What you should do: Look through the records below and copy each line that includes the word "window".

Dataset entries:
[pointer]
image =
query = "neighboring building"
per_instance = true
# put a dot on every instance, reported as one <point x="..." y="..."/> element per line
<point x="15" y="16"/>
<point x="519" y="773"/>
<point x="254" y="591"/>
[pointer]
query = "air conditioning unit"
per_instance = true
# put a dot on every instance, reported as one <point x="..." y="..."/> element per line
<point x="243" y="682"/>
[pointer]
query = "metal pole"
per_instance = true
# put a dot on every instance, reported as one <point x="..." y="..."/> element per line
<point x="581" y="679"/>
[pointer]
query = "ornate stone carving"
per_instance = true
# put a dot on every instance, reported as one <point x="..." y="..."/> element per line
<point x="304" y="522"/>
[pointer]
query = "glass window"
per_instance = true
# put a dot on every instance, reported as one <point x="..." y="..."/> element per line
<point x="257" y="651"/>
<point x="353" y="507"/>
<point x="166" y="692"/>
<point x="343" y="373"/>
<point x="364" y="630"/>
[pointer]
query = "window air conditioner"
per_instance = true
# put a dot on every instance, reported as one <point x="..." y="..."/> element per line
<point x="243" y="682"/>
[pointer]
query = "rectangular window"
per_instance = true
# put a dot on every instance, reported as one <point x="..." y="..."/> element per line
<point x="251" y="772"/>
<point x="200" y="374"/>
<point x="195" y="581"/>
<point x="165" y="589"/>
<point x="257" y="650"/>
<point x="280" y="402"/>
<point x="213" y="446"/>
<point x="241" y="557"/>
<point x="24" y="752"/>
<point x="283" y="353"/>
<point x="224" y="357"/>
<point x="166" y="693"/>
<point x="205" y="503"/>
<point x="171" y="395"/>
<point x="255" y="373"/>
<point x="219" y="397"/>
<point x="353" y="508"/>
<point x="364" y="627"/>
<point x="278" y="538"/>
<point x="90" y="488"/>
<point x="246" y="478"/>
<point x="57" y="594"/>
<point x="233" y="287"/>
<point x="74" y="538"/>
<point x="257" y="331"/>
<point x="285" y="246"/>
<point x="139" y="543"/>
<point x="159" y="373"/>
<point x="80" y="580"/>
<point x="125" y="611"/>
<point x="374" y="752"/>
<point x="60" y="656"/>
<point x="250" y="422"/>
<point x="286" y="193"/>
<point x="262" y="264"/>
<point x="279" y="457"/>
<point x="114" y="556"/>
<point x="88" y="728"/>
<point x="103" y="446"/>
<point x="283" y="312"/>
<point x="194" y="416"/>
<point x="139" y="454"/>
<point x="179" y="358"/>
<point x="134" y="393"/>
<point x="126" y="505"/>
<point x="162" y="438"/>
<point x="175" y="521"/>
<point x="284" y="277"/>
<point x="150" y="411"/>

Response to this task:
query = "glass window"
query = "window air conditioner"
query = "rectangular window"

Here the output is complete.